_Task_
Arrange the part of the records that opens with the line containing "Can you see the lantern glass" and closes with the line containing "column 763, row 722", both included, as a Markdown table with the columns No. and Line. Number each line in order and leave out blank lines.
++++ Input for this task
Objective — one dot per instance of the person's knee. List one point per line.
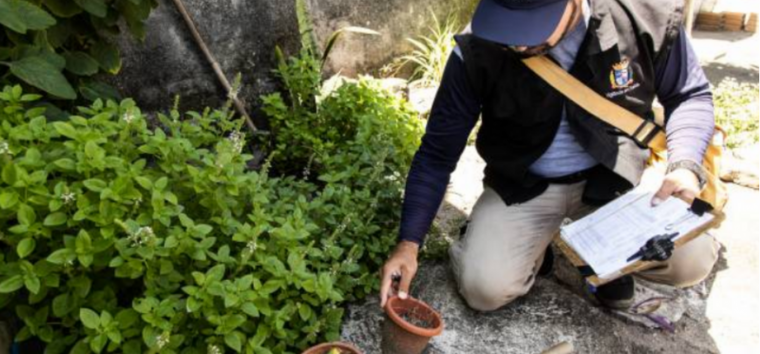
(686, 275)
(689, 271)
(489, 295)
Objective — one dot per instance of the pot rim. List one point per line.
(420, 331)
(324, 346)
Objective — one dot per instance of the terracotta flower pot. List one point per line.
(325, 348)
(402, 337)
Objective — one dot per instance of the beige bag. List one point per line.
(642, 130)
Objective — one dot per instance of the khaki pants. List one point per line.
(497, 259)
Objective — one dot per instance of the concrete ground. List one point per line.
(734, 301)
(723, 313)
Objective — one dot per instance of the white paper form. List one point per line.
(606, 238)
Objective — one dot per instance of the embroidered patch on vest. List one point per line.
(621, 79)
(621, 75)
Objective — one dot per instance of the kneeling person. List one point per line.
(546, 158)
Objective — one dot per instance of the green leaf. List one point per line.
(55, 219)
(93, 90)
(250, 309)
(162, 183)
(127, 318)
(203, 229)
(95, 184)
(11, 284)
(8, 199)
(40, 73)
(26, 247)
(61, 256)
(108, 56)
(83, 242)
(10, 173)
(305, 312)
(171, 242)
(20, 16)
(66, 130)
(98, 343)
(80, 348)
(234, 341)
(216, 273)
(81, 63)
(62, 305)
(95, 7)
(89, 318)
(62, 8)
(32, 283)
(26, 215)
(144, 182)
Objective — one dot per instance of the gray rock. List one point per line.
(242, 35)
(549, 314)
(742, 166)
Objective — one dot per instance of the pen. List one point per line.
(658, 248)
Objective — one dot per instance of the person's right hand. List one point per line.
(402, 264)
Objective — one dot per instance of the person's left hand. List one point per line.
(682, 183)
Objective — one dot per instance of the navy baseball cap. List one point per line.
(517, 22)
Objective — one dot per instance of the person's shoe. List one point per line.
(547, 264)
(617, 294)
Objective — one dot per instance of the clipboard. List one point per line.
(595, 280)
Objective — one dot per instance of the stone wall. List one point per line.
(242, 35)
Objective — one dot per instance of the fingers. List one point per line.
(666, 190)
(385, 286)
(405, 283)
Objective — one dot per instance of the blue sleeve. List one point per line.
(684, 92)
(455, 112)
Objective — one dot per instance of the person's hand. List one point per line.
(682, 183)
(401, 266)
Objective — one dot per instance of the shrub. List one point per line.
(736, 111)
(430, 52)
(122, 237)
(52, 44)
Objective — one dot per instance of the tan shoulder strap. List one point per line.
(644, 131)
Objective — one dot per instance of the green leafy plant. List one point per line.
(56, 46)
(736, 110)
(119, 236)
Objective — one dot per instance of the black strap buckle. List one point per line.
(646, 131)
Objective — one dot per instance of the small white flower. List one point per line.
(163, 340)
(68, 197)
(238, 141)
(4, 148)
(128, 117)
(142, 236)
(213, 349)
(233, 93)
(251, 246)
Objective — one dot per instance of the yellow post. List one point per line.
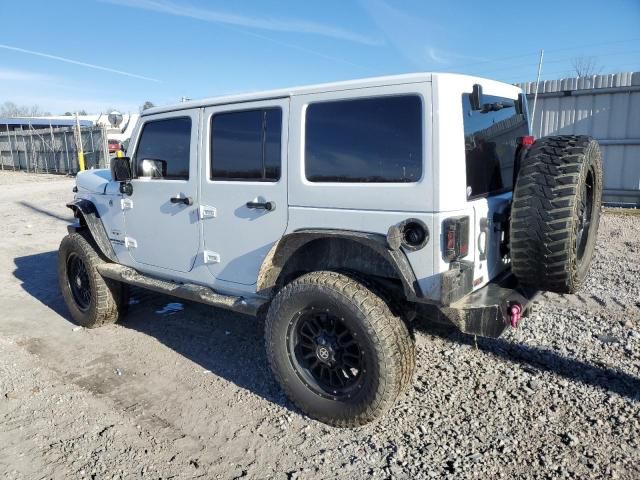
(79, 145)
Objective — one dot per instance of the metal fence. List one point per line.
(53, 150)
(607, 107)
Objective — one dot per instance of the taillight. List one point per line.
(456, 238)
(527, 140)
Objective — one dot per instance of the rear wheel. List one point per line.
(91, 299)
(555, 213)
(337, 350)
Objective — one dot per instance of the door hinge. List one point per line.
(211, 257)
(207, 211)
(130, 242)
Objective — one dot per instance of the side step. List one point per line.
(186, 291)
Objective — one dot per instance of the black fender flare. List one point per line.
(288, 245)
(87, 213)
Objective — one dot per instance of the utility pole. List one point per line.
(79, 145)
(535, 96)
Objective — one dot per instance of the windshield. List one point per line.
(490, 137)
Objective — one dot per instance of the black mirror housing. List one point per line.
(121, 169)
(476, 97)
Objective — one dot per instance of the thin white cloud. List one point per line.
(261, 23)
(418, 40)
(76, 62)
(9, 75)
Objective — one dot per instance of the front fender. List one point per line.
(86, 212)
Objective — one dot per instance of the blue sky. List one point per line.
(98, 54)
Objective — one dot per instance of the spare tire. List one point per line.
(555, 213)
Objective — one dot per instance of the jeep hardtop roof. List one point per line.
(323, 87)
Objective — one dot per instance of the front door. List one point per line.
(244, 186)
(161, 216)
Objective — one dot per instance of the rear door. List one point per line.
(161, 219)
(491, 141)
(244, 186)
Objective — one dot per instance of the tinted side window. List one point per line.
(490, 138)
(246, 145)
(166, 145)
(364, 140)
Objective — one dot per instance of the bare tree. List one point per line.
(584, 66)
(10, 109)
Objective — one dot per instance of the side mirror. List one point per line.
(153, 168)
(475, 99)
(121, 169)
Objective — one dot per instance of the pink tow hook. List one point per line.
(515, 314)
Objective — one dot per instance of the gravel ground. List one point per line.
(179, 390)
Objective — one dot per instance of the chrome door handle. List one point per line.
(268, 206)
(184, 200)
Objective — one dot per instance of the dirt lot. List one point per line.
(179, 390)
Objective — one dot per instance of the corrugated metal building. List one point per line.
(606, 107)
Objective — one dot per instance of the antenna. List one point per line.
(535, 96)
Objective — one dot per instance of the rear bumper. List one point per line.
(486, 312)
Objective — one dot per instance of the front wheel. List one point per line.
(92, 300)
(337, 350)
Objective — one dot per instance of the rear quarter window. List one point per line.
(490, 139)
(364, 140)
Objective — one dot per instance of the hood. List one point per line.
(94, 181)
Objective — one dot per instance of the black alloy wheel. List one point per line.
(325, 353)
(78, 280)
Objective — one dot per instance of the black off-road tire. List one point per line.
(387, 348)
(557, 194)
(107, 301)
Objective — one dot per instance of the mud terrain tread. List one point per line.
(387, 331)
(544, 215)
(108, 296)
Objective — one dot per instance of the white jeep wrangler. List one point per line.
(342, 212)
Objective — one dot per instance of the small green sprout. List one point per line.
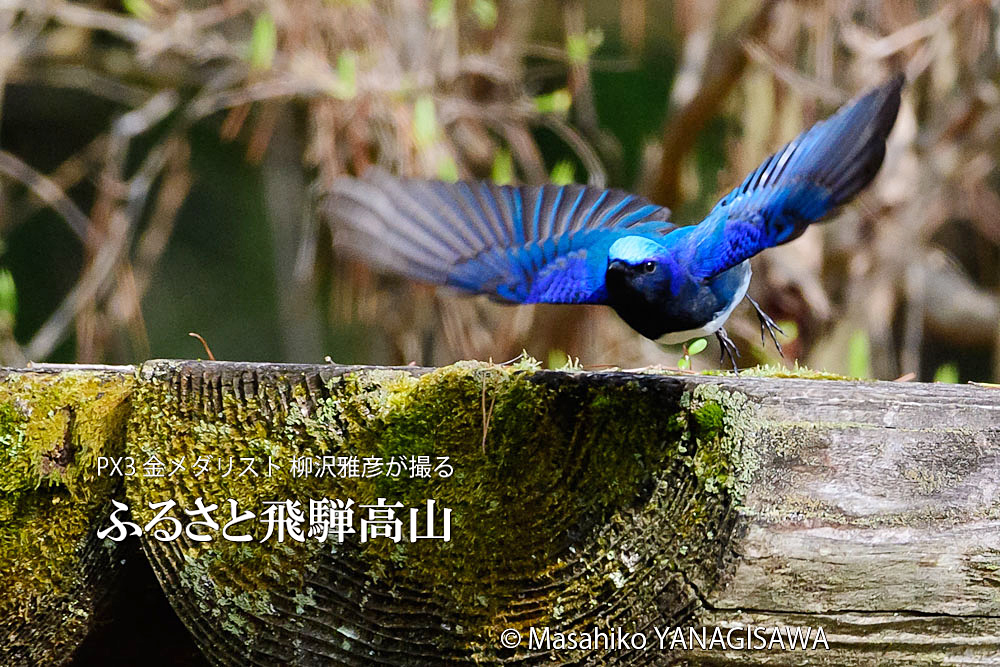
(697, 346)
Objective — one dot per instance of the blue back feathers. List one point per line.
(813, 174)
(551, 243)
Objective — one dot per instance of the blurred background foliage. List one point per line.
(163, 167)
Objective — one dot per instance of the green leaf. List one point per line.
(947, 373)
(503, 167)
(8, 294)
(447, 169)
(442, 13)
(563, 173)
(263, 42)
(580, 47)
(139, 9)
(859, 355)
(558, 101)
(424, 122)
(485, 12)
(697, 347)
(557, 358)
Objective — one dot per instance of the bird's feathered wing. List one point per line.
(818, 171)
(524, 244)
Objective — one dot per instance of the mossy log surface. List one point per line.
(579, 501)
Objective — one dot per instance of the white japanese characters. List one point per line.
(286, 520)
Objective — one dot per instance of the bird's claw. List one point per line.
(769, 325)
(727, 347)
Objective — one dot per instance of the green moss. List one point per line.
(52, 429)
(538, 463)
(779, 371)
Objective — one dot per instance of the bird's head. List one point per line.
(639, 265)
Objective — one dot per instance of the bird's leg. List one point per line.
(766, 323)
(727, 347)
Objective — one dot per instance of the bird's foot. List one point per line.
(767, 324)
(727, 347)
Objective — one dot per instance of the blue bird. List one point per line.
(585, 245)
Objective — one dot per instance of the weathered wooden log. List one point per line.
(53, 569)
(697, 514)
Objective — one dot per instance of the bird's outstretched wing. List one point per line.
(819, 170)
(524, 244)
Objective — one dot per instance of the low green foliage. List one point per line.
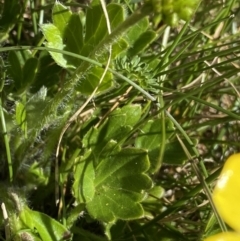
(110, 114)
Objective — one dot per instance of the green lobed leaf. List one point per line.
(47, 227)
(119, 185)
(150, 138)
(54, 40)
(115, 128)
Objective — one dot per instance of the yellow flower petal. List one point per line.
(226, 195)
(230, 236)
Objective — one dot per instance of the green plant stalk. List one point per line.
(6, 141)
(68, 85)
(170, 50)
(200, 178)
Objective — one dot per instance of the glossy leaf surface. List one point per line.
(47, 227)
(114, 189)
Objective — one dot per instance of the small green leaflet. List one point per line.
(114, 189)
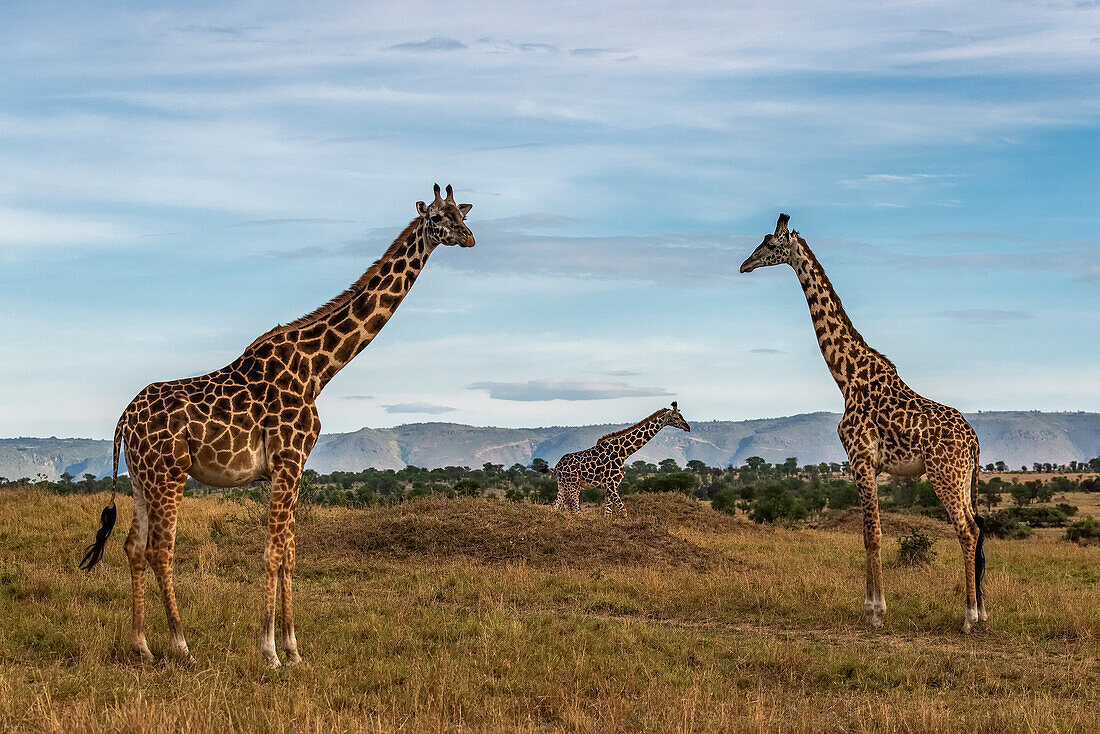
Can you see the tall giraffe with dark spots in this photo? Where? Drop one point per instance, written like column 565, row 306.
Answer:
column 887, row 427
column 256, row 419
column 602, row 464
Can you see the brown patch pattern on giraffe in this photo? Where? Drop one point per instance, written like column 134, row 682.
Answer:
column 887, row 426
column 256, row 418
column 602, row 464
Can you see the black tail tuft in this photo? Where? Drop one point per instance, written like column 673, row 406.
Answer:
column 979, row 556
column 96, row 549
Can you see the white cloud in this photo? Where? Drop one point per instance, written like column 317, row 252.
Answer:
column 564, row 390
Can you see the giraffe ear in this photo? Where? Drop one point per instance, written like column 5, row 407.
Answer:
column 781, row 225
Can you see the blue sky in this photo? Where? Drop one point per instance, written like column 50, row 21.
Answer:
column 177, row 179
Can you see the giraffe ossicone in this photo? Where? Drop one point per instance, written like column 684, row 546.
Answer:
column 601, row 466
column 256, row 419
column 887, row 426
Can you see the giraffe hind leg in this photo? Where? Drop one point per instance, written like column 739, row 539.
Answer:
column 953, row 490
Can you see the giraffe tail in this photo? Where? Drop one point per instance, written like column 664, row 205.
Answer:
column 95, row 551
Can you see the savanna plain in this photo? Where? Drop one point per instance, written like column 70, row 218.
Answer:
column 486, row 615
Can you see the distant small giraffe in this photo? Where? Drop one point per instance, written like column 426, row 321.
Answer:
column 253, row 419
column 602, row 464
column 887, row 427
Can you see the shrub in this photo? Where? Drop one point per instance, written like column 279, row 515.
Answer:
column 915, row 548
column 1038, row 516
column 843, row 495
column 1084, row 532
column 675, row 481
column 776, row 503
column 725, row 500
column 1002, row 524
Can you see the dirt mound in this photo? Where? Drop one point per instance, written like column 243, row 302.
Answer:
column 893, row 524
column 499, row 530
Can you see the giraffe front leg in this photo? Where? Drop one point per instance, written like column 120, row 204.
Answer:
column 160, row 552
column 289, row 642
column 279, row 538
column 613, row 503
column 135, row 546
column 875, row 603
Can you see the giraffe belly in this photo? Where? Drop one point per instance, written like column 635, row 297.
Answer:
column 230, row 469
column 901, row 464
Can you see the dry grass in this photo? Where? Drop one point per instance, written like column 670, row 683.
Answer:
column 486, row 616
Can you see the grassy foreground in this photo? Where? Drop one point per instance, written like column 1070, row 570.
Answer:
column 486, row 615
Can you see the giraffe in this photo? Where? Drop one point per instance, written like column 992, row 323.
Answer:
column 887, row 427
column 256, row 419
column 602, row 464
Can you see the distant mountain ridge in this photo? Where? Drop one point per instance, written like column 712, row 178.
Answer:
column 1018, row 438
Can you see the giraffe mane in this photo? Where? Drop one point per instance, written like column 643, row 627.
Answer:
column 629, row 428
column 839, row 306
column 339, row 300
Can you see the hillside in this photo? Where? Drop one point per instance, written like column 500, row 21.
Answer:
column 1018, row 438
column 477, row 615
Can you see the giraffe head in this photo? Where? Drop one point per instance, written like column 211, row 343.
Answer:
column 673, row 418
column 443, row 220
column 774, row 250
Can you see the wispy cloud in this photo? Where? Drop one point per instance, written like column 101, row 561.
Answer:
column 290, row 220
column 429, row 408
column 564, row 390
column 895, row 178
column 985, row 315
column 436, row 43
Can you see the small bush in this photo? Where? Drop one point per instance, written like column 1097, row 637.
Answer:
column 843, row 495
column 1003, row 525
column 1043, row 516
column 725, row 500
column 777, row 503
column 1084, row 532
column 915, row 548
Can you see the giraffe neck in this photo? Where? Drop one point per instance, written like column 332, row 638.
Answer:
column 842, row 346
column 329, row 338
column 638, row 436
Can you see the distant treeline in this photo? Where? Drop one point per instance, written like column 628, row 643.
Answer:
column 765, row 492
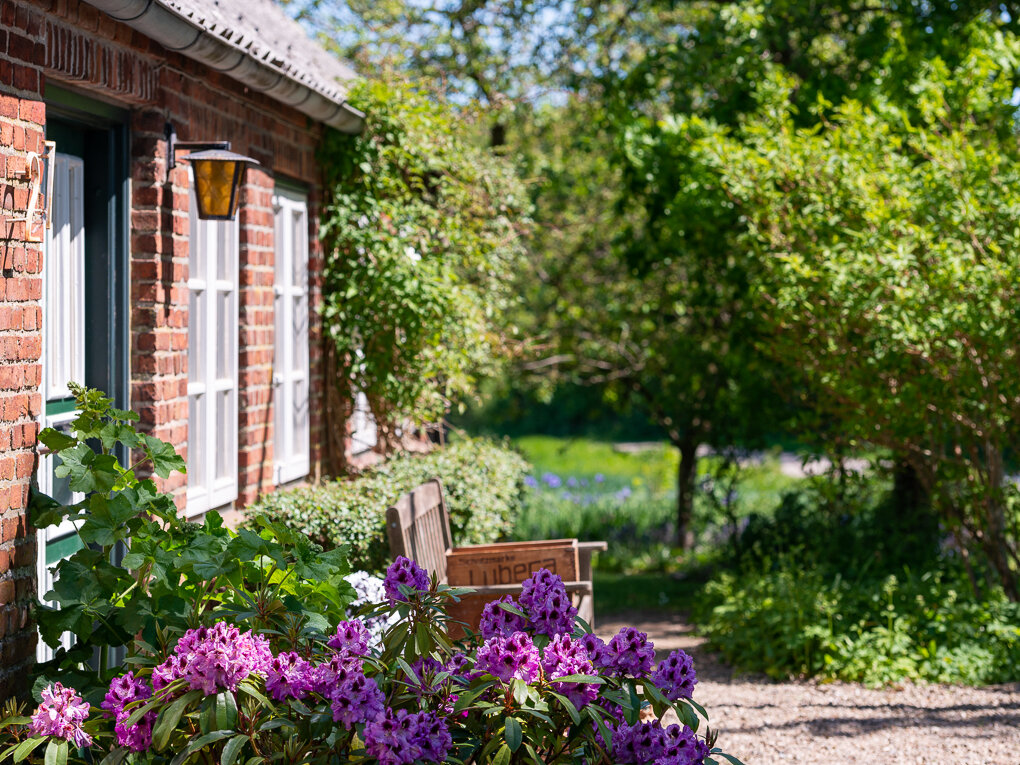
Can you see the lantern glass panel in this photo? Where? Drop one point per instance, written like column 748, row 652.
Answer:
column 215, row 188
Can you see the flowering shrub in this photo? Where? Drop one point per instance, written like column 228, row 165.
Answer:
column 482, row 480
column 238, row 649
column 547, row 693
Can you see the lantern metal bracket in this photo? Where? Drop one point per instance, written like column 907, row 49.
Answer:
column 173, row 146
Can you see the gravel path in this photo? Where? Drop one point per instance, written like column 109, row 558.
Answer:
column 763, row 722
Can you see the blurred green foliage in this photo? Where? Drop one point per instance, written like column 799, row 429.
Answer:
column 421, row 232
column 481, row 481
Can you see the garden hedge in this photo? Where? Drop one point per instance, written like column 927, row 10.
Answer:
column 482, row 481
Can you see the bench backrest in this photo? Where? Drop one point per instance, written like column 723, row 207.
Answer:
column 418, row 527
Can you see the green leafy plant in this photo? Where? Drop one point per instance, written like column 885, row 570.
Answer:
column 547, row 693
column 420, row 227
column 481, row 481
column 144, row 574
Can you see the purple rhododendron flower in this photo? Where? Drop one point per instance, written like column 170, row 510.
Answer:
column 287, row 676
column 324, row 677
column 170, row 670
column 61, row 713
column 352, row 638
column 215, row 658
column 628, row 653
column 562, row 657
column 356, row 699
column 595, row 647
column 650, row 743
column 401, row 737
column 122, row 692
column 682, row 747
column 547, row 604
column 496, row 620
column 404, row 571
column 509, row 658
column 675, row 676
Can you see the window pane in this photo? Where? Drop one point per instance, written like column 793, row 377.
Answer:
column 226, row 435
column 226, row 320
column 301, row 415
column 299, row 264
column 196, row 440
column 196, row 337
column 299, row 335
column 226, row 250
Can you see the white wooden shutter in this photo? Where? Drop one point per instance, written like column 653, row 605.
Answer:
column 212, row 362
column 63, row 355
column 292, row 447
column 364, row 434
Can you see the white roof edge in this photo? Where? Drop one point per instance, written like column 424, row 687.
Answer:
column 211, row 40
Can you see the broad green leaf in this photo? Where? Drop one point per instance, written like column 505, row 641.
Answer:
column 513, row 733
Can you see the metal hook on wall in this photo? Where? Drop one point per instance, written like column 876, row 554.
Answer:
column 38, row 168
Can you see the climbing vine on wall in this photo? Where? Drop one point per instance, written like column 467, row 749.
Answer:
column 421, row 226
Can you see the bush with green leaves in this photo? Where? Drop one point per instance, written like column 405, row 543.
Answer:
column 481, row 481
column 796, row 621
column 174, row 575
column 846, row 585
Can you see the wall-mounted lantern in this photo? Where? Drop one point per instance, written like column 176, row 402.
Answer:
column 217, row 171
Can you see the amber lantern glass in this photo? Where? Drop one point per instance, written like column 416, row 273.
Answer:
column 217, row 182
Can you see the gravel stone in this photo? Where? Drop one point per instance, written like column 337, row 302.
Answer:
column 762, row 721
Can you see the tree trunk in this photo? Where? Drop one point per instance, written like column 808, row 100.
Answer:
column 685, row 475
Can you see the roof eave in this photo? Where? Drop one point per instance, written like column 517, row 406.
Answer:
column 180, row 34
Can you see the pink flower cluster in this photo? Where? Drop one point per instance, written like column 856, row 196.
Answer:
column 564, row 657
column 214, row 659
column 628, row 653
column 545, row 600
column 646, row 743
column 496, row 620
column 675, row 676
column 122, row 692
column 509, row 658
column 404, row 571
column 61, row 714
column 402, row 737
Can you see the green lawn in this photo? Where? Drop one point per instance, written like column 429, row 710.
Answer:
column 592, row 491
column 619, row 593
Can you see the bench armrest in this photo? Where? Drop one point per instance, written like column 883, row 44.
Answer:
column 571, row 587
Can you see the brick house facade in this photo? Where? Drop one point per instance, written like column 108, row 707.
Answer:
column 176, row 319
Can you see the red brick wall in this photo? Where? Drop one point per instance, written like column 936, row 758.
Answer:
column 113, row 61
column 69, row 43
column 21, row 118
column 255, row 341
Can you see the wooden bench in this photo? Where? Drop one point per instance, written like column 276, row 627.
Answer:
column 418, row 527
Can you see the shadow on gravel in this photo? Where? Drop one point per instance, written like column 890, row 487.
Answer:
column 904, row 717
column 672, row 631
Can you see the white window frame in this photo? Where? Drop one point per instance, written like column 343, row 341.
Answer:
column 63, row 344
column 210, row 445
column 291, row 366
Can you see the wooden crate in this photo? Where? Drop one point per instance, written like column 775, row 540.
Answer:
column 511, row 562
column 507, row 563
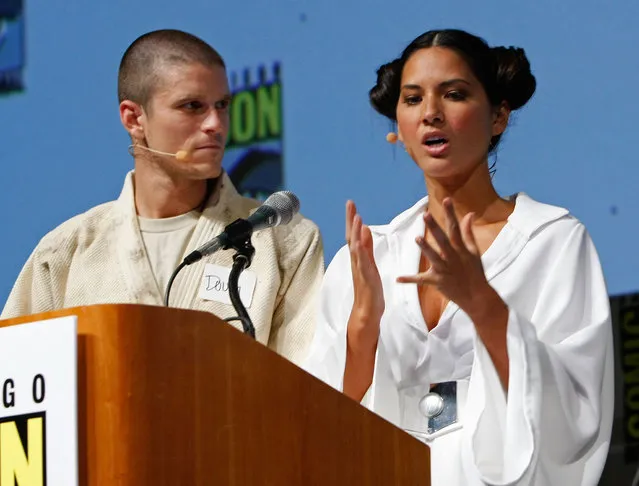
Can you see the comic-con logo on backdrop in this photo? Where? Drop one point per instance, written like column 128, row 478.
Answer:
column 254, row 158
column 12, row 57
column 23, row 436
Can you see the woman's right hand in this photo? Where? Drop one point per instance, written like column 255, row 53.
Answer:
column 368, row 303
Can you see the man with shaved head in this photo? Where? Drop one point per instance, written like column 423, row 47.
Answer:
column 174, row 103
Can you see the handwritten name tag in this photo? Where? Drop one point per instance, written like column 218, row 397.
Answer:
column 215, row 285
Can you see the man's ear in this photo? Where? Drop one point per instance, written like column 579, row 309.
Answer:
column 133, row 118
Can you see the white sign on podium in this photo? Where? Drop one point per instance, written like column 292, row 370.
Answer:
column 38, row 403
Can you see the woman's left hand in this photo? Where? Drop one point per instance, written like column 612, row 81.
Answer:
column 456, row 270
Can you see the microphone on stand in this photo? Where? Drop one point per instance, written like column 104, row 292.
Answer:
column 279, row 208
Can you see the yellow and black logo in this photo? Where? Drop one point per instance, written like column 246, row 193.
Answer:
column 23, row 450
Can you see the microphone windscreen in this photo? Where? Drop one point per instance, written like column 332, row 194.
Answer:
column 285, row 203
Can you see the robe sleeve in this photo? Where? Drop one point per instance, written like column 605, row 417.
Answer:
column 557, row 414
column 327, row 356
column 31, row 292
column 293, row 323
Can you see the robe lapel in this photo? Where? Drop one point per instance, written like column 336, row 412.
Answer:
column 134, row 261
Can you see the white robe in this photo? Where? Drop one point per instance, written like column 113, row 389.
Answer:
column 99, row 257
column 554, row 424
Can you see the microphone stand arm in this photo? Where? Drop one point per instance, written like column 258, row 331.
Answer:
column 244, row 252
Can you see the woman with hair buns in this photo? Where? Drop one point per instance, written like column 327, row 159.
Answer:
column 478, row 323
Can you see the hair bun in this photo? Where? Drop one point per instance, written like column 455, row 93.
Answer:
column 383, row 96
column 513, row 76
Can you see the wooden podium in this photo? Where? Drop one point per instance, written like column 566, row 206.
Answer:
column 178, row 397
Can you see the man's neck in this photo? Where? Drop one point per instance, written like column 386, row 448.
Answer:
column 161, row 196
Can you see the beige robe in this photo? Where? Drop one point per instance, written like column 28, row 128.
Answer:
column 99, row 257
++++++++
_Response to the task_
| No. | Line |
|---|---|
| 1 | Can you see the lantern glass panel in this photo? Where? Drop one point per instance, written like column 748, row 652. |
| 2 | Answer: |
| 3 | column 215, row 188 |
| 4 | Can you see the flowering shrub in this photo? Where? Drop one point per instance, written like column 228, row 165. |
| 5 | Answer: |
| 6 | column 482, row 480 |
| 7 | column 238, row 649 |
| 8 | column 547, row 693 |
| 9 | Can you see the lantern metal bracket in this photo? Where? Drop one point per instance, written like column 907, row 49. |
| 10 | Answer: |
| 11 | column 173, row 146 |
| 12 | Can you see the gravel path in this photo? Where? Drop one point per instance, written like column 109, row 558. |
| 13 | Answer: |
| 14 | column 763, row 722 |